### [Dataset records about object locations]
◇ ◇ ◇ ◇ ◇

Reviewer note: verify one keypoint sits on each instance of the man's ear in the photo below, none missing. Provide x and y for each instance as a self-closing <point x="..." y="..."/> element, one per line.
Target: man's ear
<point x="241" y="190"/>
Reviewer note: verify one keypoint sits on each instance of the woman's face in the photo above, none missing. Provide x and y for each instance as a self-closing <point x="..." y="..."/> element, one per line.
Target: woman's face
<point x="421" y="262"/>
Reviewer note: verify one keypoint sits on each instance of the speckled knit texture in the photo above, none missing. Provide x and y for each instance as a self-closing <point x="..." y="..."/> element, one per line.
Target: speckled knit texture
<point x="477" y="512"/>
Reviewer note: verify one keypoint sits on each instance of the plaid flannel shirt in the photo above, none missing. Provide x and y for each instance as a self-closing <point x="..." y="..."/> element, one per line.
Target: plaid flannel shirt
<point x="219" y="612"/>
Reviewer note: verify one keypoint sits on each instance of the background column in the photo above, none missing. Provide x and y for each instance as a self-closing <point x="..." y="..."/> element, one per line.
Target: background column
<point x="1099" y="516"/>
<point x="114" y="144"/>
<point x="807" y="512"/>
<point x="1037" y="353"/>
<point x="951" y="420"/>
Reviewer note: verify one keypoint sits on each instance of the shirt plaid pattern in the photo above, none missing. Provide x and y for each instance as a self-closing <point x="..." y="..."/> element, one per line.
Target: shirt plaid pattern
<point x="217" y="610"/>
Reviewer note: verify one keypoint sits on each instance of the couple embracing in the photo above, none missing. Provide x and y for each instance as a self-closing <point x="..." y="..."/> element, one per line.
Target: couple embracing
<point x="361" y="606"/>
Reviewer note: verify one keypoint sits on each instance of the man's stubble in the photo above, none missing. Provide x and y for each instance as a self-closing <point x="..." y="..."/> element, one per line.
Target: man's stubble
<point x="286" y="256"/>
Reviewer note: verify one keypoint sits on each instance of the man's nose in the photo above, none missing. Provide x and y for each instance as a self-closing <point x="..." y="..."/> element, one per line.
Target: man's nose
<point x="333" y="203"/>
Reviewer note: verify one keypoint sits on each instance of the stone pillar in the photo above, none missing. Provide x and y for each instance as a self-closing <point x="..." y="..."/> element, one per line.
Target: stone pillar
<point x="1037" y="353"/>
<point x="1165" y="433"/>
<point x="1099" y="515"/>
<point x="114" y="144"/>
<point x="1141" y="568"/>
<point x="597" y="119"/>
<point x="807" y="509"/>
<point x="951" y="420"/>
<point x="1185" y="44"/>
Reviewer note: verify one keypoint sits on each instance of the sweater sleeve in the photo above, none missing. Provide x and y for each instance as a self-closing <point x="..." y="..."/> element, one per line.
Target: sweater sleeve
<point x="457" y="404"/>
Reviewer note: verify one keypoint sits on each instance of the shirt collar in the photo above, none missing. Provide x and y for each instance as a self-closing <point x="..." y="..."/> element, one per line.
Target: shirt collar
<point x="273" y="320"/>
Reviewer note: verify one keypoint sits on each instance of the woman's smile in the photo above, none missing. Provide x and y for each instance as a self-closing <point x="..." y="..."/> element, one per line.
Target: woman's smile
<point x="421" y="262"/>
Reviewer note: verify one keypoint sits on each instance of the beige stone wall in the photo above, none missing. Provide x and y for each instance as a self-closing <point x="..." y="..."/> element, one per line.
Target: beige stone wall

◇ ◇ ◇ ◇ ◇

### [What the task requires]
Repeat every entry word for word.

### [Answer to the exercise]
Reviewer note: verify one keypoint sits on each instance of the man's ear in the photo below, none missing. Provide x and y for each instance as a self-closing <point x="..." y="..."/> element, one per line.
Target: man's ear
<point x="241" y="190"/>
Reviewer note: verify one keypoint sits on each instance of the woman's face in the photo above, none missing. Provide x and y for each instance as a self-closing <point x="..." y="..."/> element, one per line.
Target: woman's face
<point x="421" y="262"/>
Reviewer note: verify one keypoint sits on each instance of the speckled knit texture in the photo above, none missing. Provide x and y for each instance as a self-closing <point x="..." y="..."/> element, one per line.
Target: speckled knit texture
<point x="477" y="512"/>
Reviewer note: verify one keypoint sits on each instance of the plaid flannel shirt in the photo above, none missing. Provide x and y for each instance as a self-closing <point x="..." y="..."/> element, one per line.
Target: plaid flannel shirt
<point x="219" y="612"/>
Reviewer note: verify one keypoint sits on each instance of the background column in the photo above, none missing. Provide x and y for each instance as a self-closing <point x="..." y="..."/> element, one per line.
Target: background column
<point x="1099" y="516"/>
<point x="114" y="144"/>
<point x="807" y="512"/>
<point x="1037" y="353"/>
<point x="951" y="420"/>
Reviewer note: verify one keypoint sits on each instance of the shirt plaid pattern in the photo above, none missing. Provide x and y for each instance as a self-closing <point x="..." y="..."/> element, one per line.
Target: shirt plaid pattern
<point x="217" y="610"/>
Reviewer note: verify one keypoint sits on each instance of the couple embracing in the photo above, none missing. Provide x and y for each instance as a self-closing <point x="..." y="..."/> element, one per line.
Target: couple embracing
<point x="361" y="606"/>
Reviewer note: verify one keypoint sits on each instance of the man's stubble in the photo above, none missing. Provide x and y for each instance as a self-closing <point x="..." y="..."/> element, one per line.
Target: man's stubble
<point x="286" y="256"/>
Reviewer note: verify one keypoint sits on each instance of the man's nose in the photo above, none missing. Provide x and y for each instance as a self-closing <point x="..." y="..."/> element, one per line.
Target: man's nose
<point x="333" y="203"/>
Reviewer note: verify one keypoint sits on each instance of the stone pillar in the photo above, none missing. Provide x and y for each instance as a self-closing <point x="..." y="..."/> element, one per line.
Target: stone pillar
<point x="1037" y="353"/>
<point x="1165" y="433"/>
<point x="1099" y="515"/>
<point x="114" y="144"/>
<point x="1141" y="568"/>
<point x="597" y="119"/>
<point x="807" y="509"/>
<point x="951" y="420"/>
<point x="1185" y="44"/>
Reviewer note: verify one keypoint sits on each instance of the sweater sleeve in the photo above, none missing. Provide x and y for each instance as a self-closing <point x="..." y="..."/> element, one per line.
Target: sweater sleeve
<point x="457" y="404"/>
Reviewer note: verify one keypoint sits on each instance of the shirt collar in the photo above, none missing. Provide x and y for each instance as a self-closing <point x="..." y="..."/> element, one per line.
Target: shirt collar
<point x="273" y="320"/>
Reviewer note: verify one keypoint sits on each instance of the woman's smile in the photo above, none missing. Provide x and y for each instance as a self-closing <point x="..." y="..."/> element, one per line.
Target: woman's smile
<point x="421" y="262"/>
Reviewer note: verify one keypoint sits on each instance of the beige stone wall in the photo above, none missing. Provide x and y for each instance as a self-closing <point x="..." y="..."/> element, one per line.
Target: beige stone wall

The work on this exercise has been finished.